• What needs to be done
Rewrite the items from the beginning up to and including the line with "point(145, 417)", shifting every answer coordinate by adding 74 and leaving every other line unchanged. Omit the pictures.
--- BEGIN ---
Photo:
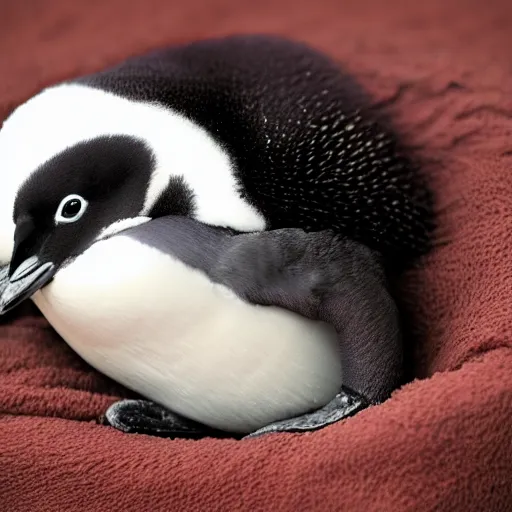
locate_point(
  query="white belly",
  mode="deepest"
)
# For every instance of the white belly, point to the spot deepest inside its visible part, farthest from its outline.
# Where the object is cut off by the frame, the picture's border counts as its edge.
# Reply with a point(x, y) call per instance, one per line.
point(166, 331)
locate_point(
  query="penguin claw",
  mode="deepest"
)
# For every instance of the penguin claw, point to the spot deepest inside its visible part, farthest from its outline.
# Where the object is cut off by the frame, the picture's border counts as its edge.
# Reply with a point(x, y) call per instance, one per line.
point(345, 404)
point(4, 278)
point(145, 417)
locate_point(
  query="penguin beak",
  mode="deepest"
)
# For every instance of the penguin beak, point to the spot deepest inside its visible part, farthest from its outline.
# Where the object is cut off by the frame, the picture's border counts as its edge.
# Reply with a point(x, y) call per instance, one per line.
point(25, 275)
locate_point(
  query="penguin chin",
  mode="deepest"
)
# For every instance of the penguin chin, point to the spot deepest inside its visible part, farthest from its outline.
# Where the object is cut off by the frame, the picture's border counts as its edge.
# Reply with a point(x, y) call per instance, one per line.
point(28, 279)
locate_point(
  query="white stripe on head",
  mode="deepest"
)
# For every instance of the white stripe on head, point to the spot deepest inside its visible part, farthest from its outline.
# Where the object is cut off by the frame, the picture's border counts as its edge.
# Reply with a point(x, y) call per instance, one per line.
point(64, 115)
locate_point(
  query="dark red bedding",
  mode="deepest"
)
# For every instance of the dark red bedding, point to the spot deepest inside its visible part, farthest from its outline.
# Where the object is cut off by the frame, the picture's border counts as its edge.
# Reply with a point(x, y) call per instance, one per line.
point(443, 69)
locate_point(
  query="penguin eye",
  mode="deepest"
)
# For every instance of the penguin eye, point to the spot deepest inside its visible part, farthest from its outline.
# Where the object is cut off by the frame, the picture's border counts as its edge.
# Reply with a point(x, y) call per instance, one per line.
point(71, 209)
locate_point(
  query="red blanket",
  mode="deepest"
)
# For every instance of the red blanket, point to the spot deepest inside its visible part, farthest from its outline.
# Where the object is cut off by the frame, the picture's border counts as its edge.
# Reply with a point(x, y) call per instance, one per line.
point(442, 442)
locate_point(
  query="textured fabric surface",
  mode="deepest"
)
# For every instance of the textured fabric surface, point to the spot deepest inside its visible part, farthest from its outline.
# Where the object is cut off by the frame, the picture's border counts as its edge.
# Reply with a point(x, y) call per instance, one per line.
point(442, 442)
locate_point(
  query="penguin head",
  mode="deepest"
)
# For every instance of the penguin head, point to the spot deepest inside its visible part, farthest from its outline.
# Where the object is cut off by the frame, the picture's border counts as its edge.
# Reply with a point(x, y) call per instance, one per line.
point(85, 193)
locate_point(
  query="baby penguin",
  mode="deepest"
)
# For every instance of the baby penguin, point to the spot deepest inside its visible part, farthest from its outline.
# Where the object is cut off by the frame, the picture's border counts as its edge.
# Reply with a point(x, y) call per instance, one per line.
point(225, 150)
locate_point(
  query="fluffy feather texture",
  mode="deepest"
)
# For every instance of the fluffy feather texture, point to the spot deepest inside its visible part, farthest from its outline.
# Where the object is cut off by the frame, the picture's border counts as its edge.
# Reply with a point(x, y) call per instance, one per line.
point(79, 113)
point(188, 343)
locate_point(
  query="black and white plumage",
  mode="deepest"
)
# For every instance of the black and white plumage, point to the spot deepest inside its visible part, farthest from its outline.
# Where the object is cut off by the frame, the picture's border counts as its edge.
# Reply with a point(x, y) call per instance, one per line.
point(248, 133)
--- END ---
• Output of the task
Photo:
locate_point(
  query="white belly",
  mode="deepest"
)
# For every instance of the white belly, point to the spot deepest inside its visible part, farthest from its outline.
# Where the object is cut off by the frame, the picture's border counts as its edge.
# Reply with a point(x, y) call per instance, one per line.
point(240, 405)
locate_point(
  query="penguin claw",
  mode="deepest"
)
# For every instance of the penguin claw, point to the spot deepest inside its visible part, farthest from its outline.
# Where the object is cut off by the frame, the picture's border counts as its edge.
# Reply with a point(x, y) call per instance, one per line.
point(419, 478)
point(78, 352)
point(219, 491)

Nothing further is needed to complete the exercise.